__DESCRIPTION OF THE TASK__
Copy the data word for word, starting at its first line and stopping after the line that contains "[[303, 335], [662, 330]]", including that line.

###

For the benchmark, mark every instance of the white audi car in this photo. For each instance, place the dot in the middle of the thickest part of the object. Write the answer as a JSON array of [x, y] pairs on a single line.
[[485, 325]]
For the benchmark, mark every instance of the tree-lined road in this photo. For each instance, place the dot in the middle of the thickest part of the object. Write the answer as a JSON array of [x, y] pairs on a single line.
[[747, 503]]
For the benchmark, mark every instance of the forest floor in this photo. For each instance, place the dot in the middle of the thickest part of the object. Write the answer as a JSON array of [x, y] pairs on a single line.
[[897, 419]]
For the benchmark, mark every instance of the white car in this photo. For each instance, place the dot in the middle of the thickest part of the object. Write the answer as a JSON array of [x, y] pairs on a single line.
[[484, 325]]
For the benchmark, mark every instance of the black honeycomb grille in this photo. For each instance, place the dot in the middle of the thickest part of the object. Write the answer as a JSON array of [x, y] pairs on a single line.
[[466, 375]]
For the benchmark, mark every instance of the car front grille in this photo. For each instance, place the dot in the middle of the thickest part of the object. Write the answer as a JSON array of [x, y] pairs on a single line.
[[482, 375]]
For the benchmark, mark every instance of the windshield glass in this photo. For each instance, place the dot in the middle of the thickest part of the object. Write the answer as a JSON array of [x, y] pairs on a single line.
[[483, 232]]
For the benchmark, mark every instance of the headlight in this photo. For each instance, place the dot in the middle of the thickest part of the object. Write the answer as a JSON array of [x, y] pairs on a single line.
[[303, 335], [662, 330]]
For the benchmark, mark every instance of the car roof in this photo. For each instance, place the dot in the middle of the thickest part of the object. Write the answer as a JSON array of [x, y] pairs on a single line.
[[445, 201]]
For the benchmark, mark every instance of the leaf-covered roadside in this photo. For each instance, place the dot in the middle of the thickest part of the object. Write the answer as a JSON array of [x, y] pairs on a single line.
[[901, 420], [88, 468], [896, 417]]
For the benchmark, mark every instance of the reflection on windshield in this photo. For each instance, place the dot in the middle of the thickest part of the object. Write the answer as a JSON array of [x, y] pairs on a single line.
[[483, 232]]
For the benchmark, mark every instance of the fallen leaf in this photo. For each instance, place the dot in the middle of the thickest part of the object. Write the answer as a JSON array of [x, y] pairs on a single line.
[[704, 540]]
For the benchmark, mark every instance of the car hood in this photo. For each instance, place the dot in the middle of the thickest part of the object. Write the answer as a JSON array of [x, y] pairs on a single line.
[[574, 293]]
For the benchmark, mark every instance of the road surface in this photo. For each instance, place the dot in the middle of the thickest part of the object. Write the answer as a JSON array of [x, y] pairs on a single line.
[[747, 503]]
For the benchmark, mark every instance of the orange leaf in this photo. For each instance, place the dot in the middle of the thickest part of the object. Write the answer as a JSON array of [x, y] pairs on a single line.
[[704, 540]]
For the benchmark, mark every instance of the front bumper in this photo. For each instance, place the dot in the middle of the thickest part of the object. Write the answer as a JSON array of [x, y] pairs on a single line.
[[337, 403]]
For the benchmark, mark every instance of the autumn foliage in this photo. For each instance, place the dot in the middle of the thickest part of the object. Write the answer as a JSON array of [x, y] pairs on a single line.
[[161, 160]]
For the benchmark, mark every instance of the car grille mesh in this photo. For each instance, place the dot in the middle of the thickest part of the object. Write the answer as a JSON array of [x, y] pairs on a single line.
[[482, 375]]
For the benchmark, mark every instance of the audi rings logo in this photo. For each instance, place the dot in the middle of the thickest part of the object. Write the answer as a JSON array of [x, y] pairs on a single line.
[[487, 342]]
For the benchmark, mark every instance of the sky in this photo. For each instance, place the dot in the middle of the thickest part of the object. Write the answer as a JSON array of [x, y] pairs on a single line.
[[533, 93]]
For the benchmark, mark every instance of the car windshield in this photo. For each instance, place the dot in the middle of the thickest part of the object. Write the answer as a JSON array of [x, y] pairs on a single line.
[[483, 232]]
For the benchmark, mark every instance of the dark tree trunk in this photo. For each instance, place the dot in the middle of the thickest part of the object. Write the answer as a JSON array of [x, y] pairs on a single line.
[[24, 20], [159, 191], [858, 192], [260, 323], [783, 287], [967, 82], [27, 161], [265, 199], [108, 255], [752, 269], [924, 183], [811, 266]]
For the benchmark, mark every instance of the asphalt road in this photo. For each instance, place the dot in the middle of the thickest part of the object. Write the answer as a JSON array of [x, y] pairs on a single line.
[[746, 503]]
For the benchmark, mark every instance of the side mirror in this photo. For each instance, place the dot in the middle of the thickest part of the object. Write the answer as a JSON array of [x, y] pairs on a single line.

###

__THE RESPONSE__
For the benchmark, mark every instance of the white audi car in this photo. For each instance, place the dot in the middle of the thickest part of the object. Write the answer as a JSON array of [x, y] pairs on a single line.
[[485, 325]]
For the benchmark, mark every instance of the tree-lined road in this photo. For each instance, place the dot in the middle of the thickest part of the object. Write the answer as a JSON array of [x, y] pairs on a single line.
[[747, 503]]
For the benchmark, mark every instance of the forest floor in this photo. For each instance, place the dot in the middle of the thickest part of the object. Write the answer as a JSON array of [x, y] pairs on a single line.
[[897, 419]]
For the benchmark, mark every instance of the white car in this photo. For each instance, place the dot in the middle of the thickest part of the object. Write the answer as a JSON array of [x, y] pairs on a single line.
[[484, 325]]
For the benchmark, mark every instance of the black honeycomb grille in this photo. For each instance, place the dot in the middle of the thickest part of the object. Write the answer as a JSON array of [x, y] pairs on a single line.
[[466, 375]]
For the benchmark, mark every instance of the car front grille in this photo. For each instance, place the dot in the middle of the thickest part of the object. Write the answer as a JSON array of [x, y] pairs on a single line.
[[482, 375]]
For the benchmark, mark every instance of the windshield glass in this photo. For each instance, place the dot in the middle of the thickest part of the object. Write the answer as a JSON array of [x, y] pairs on a single line.
[[483, 232]]
For the benchmark, mark every instance of the headlight in this photo. For each instance, place the dot in the middle of the thickest part of the object. Write the answer as a JSON array of [x, y] pairs on a single line.
[[303, 335], [662, 330]]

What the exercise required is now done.